■ WHAT IS REQUIRED
Swap "laptop" for "notebook" in the rows from the line with "Target: blue sky" through the last row, changing nothing else. Give back only those lines, and leave out the picture lines.

begin

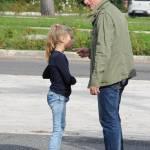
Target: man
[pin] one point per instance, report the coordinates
(111, 66)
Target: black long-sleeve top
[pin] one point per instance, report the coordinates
(58, 73)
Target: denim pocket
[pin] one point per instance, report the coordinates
(52, 97)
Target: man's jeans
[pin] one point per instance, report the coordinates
(109, 100)
(57, 104)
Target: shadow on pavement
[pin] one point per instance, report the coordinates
(40, 142)
(89, 143)
(15, 147)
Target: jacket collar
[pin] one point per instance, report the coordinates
(97, 9)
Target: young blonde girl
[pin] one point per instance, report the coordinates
(59, 38)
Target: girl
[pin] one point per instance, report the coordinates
(59, 38)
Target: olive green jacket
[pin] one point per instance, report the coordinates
(111, 52)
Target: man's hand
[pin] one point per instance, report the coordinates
(83, 52)
(94, 90)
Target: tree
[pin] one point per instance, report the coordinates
(47, 7)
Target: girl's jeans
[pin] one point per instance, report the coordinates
(57, 104)
(109, 100)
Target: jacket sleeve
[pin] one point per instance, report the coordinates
(104, 36)
(63, 68)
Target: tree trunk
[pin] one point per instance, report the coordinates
(47, 8)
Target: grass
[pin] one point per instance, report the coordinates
(14, 29)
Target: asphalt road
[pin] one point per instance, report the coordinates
(78, 68)
(40, 142)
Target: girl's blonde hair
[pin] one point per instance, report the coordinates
(54, 37)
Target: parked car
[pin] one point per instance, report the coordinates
(139, 7)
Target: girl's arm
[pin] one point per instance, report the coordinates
(63, 68)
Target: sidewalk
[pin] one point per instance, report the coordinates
(40, 55)
(24, 109)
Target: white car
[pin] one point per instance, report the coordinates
(140, 7)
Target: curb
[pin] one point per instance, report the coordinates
(40, 55)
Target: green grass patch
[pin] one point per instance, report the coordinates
(14, 30)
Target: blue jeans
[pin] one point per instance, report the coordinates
(57, 104)
(109, 100)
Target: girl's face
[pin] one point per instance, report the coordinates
(68, 41)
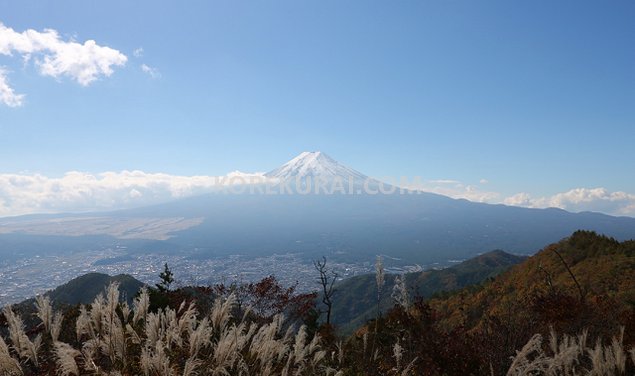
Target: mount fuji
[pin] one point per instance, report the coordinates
(315, 164)
(416, 228)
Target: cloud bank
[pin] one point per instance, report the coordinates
(80, 192)
(575, 200)
(580, 199)
(54, 57)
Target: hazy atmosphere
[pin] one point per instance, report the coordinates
(303, 187)
(117, 104)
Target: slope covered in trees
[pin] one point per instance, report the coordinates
(568, 310)
(355, 298)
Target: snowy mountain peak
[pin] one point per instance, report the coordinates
(314, 164)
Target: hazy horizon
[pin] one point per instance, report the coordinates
(519, 104)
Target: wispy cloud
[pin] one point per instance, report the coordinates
(79, 191)
(153, 72)
(456, 189)
(7, 94)
(54, 57)
(575, 200)
(580, 199)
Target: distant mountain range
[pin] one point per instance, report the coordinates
(416, 227)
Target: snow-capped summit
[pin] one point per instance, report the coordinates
(314, 164)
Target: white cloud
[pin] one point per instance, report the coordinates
(153, 72)
(575, 200)
(78, 191)
(7, 95)
(580, 199)
(56, 58)
(455, 189)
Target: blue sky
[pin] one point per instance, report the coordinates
(501, 97)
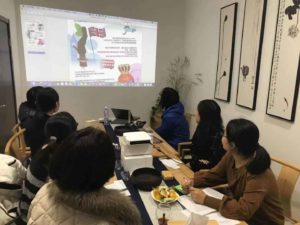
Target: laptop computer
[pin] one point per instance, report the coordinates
(122, 116)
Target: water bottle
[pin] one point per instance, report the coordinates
(106, 116)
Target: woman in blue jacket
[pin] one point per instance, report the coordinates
(174, 128)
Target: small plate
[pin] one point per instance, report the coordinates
(165, 200)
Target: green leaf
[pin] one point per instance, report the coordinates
(78, 30)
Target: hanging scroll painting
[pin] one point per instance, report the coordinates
(228, 16)
(285, 73)
(252, 38)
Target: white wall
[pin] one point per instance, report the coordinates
(86, 103)
(7, 10)
(280, 137)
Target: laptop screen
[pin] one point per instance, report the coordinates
(122, 114)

end

■ SOLUTION
Target: blue sky
[pin] one point per instance, report the coordinates
(501, 97)
Target: notebook computer
[pin] one point per instance, report the coordinates
(122, 116)
Target: water bottle
[pin] one point per instance, report the coordinates
(106, 116)
Target: woman in blue jacket
[pin] one point per instance, report the coordinates
(174, 128)
Target: small plate
[pin] one point per instance, report the coordinates
(165, 200)
Target: green leaf
[pin] one point per instance, report the coordinates
(78, 30)
Target: hanging scroll painting
[pin] one point per instance, report the coordinates
(228, 16)
(285, 73)
(252, 38)
Target: white wall
[pin] one point per instance, report the coordinates
(86, 103)
(7, 10)
(280, 137)
Target: notebook screen
[pin] one point per instance, report the coordinates
(122, 114)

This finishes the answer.